**EXERCISE:** Gather every line of the material below that contains the string "format".

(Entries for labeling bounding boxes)
________________________________________

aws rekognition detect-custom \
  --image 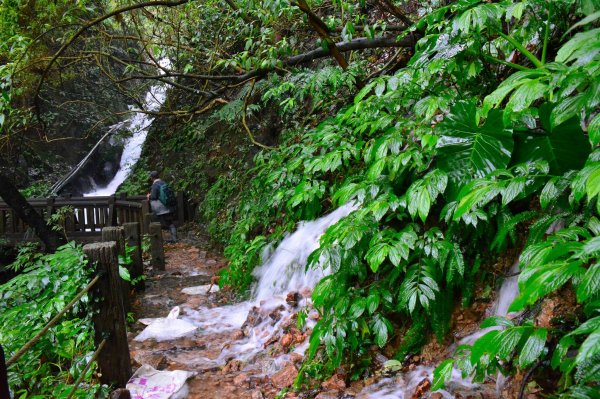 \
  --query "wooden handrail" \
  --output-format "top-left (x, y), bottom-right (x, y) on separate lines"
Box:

________________________________________

**TASK SOLUTION:**
  --output-format "top-left (x, y), bottom-right (x, y) on separate lines"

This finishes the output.